Referring expression pointing data
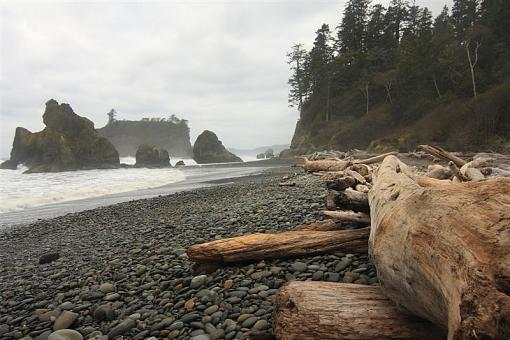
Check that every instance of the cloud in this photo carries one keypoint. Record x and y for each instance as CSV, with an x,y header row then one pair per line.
x,y
219,64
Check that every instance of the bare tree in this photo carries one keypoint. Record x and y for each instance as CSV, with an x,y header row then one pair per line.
x,y
473,60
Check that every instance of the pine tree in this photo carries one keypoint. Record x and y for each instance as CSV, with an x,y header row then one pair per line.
x,y
299,80
375,28
352,30
320,56
464,16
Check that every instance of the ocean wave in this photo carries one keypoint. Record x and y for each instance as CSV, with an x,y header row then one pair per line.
x,y
19,191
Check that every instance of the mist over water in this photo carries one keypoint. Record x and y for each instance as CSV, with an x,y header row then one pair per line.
x,y
19,191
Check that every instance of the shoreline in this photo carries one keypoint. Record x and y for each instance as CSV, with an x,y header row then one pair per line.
x,y
136,250
197,176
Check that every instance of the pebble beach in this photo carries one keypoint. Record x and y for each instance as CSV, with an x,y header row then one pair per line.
x,y
122,271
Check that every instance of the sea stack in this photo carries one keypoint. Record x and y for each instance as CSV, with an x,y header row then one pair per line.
x,y
209,149
152,157
68,142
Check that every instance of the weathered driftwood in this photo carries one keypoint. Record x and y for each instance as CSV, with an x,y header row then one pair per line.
x,y
325,165
286,244
375,159
351,199
456,172
439,172
441,153
331,200
326,225
341,183
329,310
347,216
443,251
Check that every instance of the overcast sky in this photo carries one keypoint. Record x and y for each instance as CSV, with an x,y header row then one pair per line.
x,y
219,64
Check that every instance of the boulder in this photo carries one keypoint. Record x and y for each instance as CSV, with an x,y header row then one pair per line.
x,y
209,149
151,156
68,142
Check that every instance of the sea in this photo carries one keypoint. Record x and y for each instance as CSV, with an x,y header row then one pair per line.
x,y
25,198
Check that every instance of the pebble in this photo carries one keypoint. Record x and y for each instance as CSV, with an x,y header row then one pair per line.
x,y
64,320
106,288
121,328
129,260
65,334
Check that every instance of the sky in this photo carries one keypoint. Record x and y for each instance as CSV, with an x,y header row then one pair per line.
x,y
219,64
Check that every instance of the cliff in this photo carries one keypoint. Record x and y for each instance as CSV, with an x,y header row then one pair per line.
x,y
209,149
461,124
127,136
68,142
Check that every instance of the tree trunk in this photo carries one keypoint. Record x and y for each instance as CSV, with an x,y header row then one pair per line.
x,y
347,216
326,225
329,310
443,251
325,165
286,244
351,199
441,153
375,159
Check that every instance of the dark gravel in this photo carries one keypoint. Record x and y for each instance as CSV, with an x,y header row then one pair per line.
x,y
122,269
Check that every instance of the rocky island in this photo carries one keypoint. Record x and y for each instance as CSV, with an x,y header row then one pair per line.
x,y
209,149
171,134
68,142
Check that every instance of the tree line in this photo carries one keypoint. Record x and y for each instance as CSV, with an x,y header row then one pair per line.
x,y
392,55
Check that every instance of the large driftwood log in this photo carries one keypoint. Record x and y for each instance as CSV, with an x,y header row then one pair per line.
x,y
326,225
375,159
328,310
347,216
350,199
441,153
286,244
443,251
325,165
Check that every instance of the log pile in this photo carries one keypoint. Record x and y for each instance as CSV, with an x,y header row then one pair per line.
x,y
438,237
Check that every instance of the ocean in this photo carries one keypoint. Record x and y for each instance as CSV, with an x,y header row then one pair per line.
x,y
28,197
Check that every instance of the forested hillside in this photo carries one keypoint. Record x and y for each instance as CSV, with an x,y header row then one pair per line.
x,y
392,77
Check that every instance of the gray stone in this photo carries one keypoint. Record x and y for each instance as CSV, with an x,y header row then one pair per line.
x,y
299,266
121,328
64,320
65,334
198,281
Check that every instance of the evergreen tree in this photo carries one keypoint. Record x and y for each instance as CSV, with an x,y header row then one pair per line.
x,y
375,28
352,30
299,80
320,56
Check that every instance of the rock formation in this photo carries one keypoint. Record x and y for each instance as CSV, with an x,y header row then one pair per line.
x,y
127,135
151,156
209,149
68,142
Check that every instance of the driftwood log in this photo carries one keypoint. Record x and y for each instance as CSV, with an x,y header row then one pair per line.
x,y
347,216
348,199
286,244
326,225
376,159
443,154
325,165
443,251
329,310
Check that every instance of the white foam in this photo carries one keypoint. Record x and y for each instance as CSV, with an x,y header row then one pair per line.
x,y
19,191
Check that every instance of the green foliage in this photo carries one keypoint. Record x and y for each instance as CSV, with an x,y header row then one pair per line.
x,y
390,68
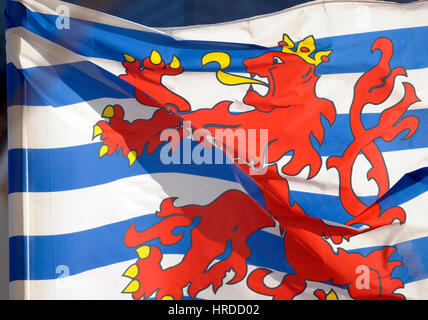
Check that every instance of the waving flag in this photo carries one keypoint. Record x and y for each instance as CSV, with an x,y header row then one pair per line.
x,y
278,157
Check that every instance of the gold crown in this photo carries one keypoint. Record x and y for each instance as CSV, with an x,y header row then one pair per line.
x,y
304,50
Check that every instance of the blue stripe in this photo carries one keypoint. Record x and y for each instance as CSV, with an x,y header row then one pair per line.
x,y
95,248
79,166
411,49
61,85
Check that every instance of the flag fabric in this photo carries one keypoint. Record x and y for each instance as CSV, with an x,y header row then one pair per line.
x,y
282,156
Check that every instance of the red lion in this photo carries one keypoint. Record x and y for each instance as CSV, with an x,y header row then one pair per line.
x,y
292,113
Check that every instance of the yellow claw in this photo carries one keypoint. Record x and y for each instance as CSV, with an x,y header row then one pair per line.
x,y
108,112
129,58
331,295
175,63
97,131
155,57
103,150
132,156
132,287
143,252
131,272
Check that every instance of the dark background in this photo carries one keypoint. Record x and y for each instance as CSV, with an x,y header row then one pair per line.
x,y
153,13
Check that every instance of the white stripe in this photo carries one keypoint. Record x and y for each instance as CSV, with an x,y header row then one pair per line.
x,y
122,199
81,209
398,163
318,18
107,283
321,19
83,13
415,227
48,127
72,125
26,49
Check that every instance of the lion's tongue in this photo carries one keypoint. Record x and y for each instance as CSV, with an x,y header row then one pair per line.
x,y
232,79
223,59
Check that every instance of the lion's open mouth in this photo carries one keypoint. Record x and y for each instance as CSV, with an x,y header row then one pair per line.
x,y
223,59
261,89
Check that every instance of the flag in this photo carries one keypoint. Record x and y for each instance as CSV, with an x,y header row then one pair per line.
x,y
282,156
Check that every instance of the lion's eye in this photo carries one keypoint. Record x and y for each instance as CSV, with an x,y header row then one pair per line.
x,y
277,60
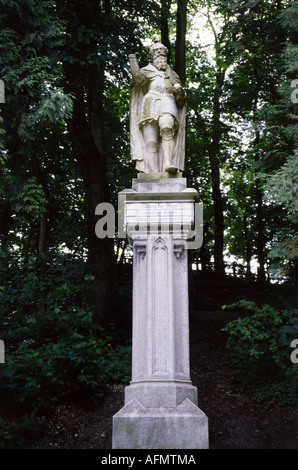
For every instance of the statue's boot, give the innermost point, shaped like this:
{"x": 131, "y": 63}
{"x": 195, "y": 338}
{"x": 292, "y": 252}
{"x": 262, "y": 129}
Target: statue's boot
{"x": 152, "y": 157}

### Instructions for the task
Restate the records above verbatim. Pictures stay out.

### Written response
Check that every instance of the cloud in this photo carries one keypoint. Record x and y for each instance as CSV, with an x,y header row then one pair per line.
x,y
219,64
Check that every instance of the bare tree in this photo carries one keypoint. Record x and y for each instance as CSV, with an x,y header row then one pair per line.
x,y
473,60
Check that every instance of the pine tree in this photo carries one keypoint. Record x and y for each instance as CSV, with an x,y header row then one pair per line.
x,y
299,80
375,28
352,30
320,56
464,16
Check that every instance of the ocean wave in this photo carries one keypoint. Record x and y for each instance as CSV, with an x,y header row then one pair per line.
x,y
19,191
Check that every instance of the mist over water in this photo carries one keypoint. Record x and y for each instance as CSV, with an x,y header row then one pair per line.
x,y
19,191
Check that every instance of the shoreline in this photo carries one keypoint. Record x and y for each instance as CSV, with an x,y header row then one pair per line.
x,y
136,250
197,176
Check that every instance of the pebble beach in this photo carries one keypoint. Record x and y for each instance as CSV, with an x,y header row then one pair per line.
x,y
122,271
Check that every instance of the sea stack in this photo carries one keypoint. Record x and y for each instance as CSV, with an x,y header row then one pair per line.
x,y
209,149
152,157
68,142
Check that every instance of the weathered driftwood in this photo carries one keypoint. Record x and y for each instance as CSV, with an x,y header row then one pair per line.
x,y
325,165
286,244
375,159
351,199
456,172
439,172
441,153
331,200
326,225
341,183
329,310
347,216
443,251
Check that every instance of the overcast sky in this photo carries one keypoint. Record x and y for each instance as CSV, with an x,y header row then one pair per line.
x,y
219,64
Check that every instance of the boulder in this photo carries one keypoint. Record x and y for each instance as CSV, with an x,y header row then one pair per line.
x,y
209,149
151,156
68,142
Check that every instance of the sea in this photo carries one keypoint. Record x and y for each instance as CSV, with an x,y header row then one pair per line.
x,y
25,198
Check that every instance of the pebble in this photo carries one keypoint. Record x and y for each instance as CSV, with an x,y header row then one pair per line.
x,y
64,320
106,288
121,328
129,260
65,334
Check that every instance of the sky in this photo carries one keypoint. Record x and y for each instance as CSV, with an x,y header row then one pair per line.
x,y
219,64
Check that every instance of the cliff in this photo carries one keypoint. Record x and y for each instance as CSV, with an x,y header row then one pair per line.
x,y
209,149
461,124
127,136
68,142
Check that every instance of the tree trunk in this photo carries one keypoint. Record x and y for each instance as CSV, with an x,y header row then one pair per line.
x,y
347,216
326,225
329,310
443,251
325,165
286,244
351,199
441,153
375,159
Check that every instance of the dark gravel in this photo carries one keypoint. Record x and y for each instance as CSV, with an x,y header row then one pair per line.
x,y
122,269
Check that every instance of the rocky island in this photo carries one keypoint. Record x and y for each instance as CSV, with an x,y header row then one pair per line.
x,y
209,149
171,134
68,142
Check that every instance of the tree line in this photo carries one keypoint. Record x and y for each instance as CSV, with an x,y header row then one pair per line.
x,y
392,55
Check that every instance of the large driftwood log in this photo carries one keypoint. Record x and y for each instance as CSV, with an x,y header row then one pair per line.
x,y
326,225
375,159
328,310
347,216
350,199
441,153
286,244
443,251
325,165
Check that every instance of the log pile in this photo carries one keypoint. Record x and y for each instance as CSV, with an x,y header row then one pair per line.
x,y
438,237
Check that every instance of the ocean in this photo carries one keypoint. Record x and y for each instance as CSV, with an x,y header row then one pair per line.
x,y
28,197
Check that every instance of the forested hillside in this photo carries one keypoint. Record x and y for each instance as CSV, with an x,y header row then one pair per line.
x,y
392,77
Check that every instance of the gray stone in this photo carries one keypoint. Record x and y for each instance as CSV, with an x,y header row then one pair per line.
x,y
299,266
121,328
64,320
65,334
198,281
Check that every instance of the evergreen tree in this photo carries one keypoint. Record x and y for each instance as CSV, with an x,y header row then one pair per line.
x,y
375,28
352,30
299,80
320,56
Check that every instance of the rock formation in this photo carries one keypoint. Record x and y for each instance as CSV, with an x,y header row then one pair per line.
x,y
127,135
151,156
209,149
68,142
Check that every instance of the driftwood log in this photo carries one keypoint. Record x and y for each instance as CSV, with an x,y header row then one pair per line.
x,y
347,216
348,199
286,244
326,225
376,159
443,154
325,165
443,251
329,310
Check that every instance of the white foam in this photo carries one keypoint. Record x and y for each instance as CSV, with an x,y header row then one pair per line.
x,y
19,191
Check that every instance of the green foliage in this photo carries one keypoint. Record x and y for each instance as CSV, with an x,y header row then one pair per line.
x,y
390,68
Check that every instance of the waving flag in this photo carries one keypoint. Record x and y for each instance as CSV, with an x,y header row then one pair per line.
x,y
278,157
Check that every instance of the gold crown in this photo carries one keypoint. Record x and y for each instance as CSV, with an x,y header row then one pair per line.
x,y
304,50
Check that every instance of the blue stripe in this photo carries one keypoint. Record x and y for each instance as CSV, with an x,y header row then one pair per line.
x,y
95,248
79,166
411,49
61,85
Check that every instance of the flag fabric in this photo carries one keypoint. Record x and y for each instance as CSV, with an x,y header row then one pair per line.
x,y
282,156
Check that every instance of the red lion in this photo carries one keypoint. Record x and y for each instance as CSV, with an x,y header row then one pair per line.
x,y
292,113
Check that every instance of the yellow claw in this photo carries one keypoint. Record x and y for each instance as CSV, with an x,y header row then one pair per line.
x,y
108,112
129,58
331,295
175,63
97,131
155,57
103,150
132,156
132,287
143,252
131,272
Check that every instance of the dark background in this photo carries one keypoint. Record x and y for each instance as CSV, with an x,y header row then one pair per line.
x,y
153,13
Check that every instance of the white stripe in this photo carries one keypoint. Record x and y for each instance as CSV, with an x,y header row then one pair per line.
x,y
122,199
81,209
398,163
318,18
107,283
321,19
83,13
415,227
48,127
72,125
26,49
Check that every instance of the lion's tongue in this photo carries one keypoint. Record x and y for each instance as CSV, with an x,y header row then one pair per line.
x,y
232,79
223,59
Check that every instance of the lion's open mouth in this photo carries one keypoint. Record x and y for each instance as CSV, with an x,y header row then one pair per line.
x,y
223,59
261,89
Check that every instance of the flag in this photo carries one keypoint. Record x and y for each instance as CSV, with an x,y header row then one pair per line.
x,y
282,156
Check that every instance of the lion's eye in this photo carries one keypoint. Record x and y for each instance as CSV, with an x,y header row then one pair per line.
x,y
277,60
For every instance of the statue's boot, give the innermost point, shaped like this:
{"x": 131, "y": 63}
{"x": 195, "y": 338}
{"x": 292, "y": 252}
{"x": 262, "y": 129}
Target: statue's boot
{"x": 152, "y": 157}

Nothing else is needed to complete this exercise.